» **REQUIREMENT**
Shift every coordinate in the data by 145, starting with the line with "the airplane tail" and going on through the line with "(1030, 727)". Write out every line in that span again, including the lines of text, with the shifted values in place.

[begin MATERIAL TO PROCESS]

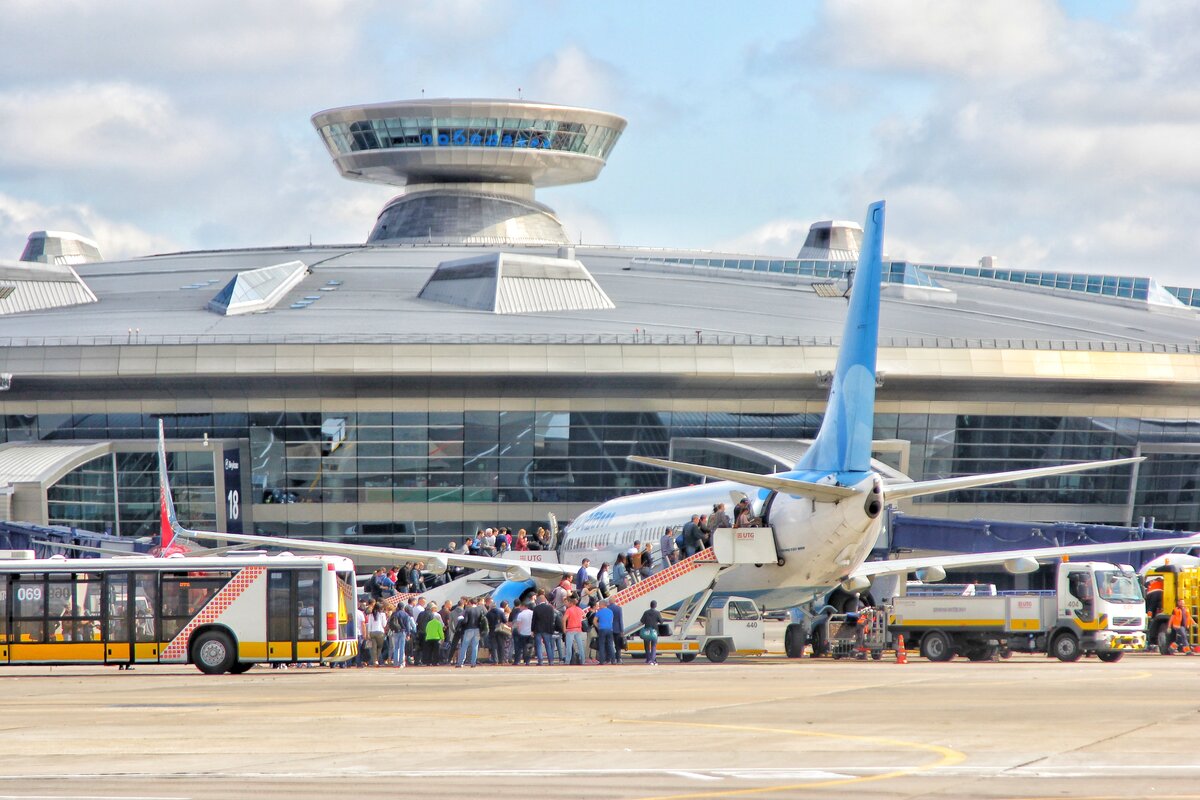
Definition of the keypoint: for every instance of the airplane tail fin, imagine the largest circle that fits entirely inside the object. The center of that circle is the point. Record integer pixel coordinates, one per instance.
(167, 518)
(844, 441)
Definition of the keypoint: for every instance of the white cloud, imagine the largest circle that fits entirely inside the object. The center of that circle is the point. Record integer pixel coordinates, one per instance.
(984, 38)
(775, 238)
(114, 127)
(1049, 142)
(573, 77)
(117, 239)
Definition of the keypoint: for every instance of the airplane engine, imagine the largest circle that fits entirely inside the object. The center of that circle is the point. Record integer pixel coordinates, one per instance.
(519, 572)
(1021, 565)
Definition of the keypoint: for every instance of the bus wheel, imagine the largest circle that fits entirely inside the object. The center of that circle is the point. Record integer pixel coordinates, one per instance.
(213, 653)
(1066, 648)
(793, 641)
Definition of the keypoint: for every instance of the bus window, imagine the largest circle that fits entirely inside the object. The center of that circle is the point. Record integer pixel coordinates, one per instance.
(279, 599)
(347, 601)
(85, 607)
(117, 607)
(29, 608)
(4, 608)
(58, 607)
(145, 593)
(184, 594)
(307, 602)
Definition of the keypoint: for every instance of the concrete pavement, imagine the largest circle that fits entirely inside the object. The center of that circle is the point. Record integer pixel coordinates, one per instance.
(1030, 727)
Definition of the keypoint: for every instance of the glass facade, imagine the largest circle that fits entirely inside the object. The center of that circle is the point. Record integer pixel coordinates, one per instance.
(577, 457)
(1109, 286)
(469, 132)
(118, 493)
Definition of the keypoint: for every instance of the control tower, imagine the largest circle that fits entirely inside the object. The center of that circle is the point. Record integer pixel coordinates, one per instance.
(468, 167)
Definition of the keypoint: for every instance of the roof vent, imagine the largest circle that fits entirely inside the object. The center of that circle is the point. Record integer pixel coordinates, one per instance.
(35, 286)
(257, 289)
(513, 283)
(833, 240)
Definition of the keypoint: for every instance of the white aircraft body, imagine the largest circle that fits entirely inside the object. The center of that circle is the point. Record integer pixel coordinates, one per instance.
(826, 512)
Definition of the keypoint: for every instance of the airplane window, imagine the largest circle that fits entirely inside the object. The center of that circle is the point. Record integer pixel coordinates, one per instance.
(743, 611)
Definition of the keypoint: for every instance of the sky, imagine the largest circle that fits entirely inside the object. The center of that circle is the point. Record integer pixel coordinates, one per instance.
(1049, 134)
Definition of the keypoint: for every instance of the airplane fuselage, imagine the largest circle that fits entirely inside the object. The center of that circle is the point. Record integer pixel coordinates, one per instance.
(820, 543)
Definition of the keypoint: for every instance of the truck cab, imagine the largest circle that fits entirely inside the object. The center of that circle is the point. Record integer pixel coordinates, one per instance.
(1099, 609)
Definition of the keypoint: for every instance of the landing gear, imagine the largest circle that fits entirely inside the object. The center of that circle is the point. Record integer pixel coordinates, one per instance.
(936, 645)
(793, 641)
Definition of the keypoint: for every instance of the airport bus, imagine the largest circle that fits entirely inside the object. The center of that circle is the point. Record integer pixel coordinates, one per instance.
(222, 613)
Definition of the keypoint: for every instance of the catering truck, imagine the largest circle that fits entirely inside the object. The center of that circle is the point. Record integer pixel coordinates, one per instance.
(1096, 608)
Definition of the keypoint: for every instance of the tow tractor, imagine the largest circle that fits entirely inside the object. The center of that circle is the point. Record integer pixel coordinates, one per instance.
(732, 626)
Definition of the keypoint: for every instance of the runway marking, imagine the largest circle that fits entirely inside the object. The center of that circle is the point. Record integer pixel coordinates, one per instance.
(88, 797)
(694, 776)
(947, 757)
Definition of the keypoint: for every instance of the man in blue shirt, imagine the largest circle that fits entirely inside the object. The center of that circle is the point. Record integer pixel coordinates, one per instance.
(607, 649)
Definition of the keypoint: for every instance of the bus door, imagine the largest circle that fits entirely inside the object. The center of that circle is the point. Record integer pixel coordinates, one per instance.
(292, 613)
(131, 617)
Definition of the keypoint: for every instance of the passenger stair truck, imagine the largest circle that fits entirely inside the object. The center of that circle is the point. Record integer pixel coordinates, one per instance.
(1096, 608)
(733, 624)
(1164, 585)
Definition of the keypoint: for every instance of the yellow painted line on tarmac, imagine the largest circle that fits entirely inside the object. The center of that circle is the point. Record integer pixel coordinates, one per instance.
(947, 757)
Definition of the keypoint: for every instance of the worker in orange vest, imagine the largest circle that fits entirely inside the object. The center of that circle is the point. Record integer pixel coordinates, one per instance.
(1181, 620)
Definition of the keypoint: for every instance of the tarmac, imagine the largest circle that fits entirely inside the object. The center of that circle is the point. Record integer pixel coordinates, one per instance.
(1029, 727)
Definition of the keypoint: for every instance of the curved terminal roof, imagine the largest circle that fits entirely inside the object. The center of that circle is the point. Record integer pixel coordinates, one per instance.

[end MATERIAL TO PROCESS]
[begin MATERIAL TO PROCESS]

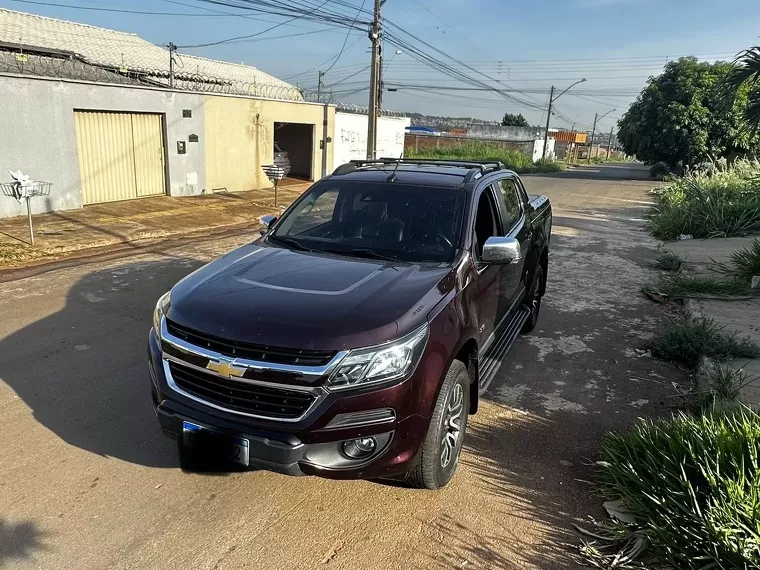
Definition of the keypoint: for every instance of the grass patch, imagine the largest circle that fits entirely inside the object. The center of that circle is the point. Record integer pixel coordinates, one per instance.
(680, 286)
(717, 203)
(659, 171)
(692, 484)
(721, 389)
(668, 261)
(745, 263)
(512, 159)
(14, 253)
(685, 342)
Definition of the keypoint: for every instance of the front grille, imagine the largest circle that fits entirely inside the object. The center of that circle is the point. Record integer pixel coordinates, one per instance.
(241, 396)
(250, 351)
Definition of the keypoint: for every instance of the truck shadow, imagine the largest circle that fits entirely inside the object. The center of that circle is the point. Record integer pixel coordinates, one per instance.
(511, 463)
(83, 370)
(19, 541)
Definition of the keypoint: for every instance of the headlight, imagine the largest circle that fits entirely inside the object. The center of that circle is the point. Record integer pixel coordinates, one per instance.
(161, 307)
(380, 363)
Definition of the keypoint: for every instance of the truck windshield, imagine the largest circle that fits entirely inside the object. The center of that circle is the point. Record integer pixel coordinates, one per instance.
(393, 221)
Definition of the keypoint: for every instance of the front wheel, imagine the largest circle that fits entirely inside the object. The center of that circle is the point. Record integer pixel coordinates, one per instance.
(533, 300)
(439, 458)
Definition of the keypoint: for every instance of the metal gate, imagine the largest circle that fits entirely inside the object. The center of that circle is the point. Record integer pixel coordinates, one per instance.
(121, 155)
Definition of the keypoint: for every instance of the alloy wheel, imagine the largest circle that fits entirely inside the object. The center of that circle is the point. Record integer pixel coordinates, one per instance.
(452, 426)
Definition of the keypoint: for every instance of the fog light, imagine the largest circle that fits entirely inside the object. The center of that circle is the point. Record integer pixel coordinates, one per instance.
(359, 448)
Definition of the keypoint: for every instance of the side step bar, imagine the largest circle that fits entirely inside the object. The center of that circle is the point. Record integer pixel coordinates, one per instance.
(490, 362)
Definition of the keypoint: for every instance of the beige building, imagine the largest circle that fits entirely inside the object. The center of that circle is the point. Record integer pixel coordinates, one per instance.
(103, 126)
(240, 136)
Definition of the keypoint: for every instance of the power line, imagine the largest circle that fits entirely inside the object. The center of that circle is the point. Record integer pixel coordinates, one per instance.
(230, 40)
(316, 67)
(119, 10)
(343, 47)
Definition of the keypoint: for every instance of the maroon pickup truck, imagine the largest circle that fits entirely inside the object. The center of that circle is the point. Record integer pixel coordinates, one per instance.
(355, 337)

[end MATERIAL TO PROCESS]

» **REPLY**
Definition of the keypoint: for every instance of the airplane tail fin, imagine the largest circle that fits entirely inside the object. The center of that circle is the point. Record integer pixel coordinates, one per instance.
(312, 663)
(989, 586)
Definition of the keypoint: for every instance of the white cloud, imagine the largest circle that fits entirely inside the object. The center of that circle is the point. Record integer pixel coordinates, one per instance.
(1129, 183)
(920, 383)
(259, 272)
(1194, 287)
(718, 222)
(262, 384)
Definition of the keypoint: for every instance of the airplane engine, imagine the largest circle that fits entirely inside the object. The center of that circle is the point. Record integer pixel coordinates, one per instance.
(664, 717)
(1166, 710)
Definition of the keypoint: for every instance of the bus wheel, imagine the largest circle that fits entirely inside the object. The center of that circle is the point. Record integer pixel coordinates, one per instance.
(358, 798)
(1211, 793)
(938, 786)
Definition of the keypoint: for every instance of the bus window, imagine the largest circle that fits entirely inside the object. The center of that circle is the point. Record integer pixel coordinates, one per instance.
(424, 744)
(492, 746)
(230, 752)
(262, 752)
(174, 753)
(149, 753)
(203, 752)
(290, 738)
(329, 739)
(452, 747)
Definition of the keypoint: for every instance of the concrete pavement, imagine the largest circle that fits entirely inside the object. The center of that circle is the point. Record integer pixel coordinates, one per instance.
(1175, 872)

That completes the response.